**Work to be completed**
Can you rewrite the data below with every "query" renamed to "label" and everything else left unchanged?
◇ ◇ ◇ ◇ ◇
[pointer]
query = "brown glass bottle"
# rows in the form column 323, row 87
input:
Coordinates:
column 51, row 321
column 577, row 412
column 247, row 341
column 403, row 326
◇ ◇ ◇ ◇ ◇
**Exercise solution**
[pointer]
label = "brown glass bottle"
# rows in the form column 323, row 87
input:
Coordinates:
column 51, row 321
column 577, row 412
column 247, row 341
column 403, row 326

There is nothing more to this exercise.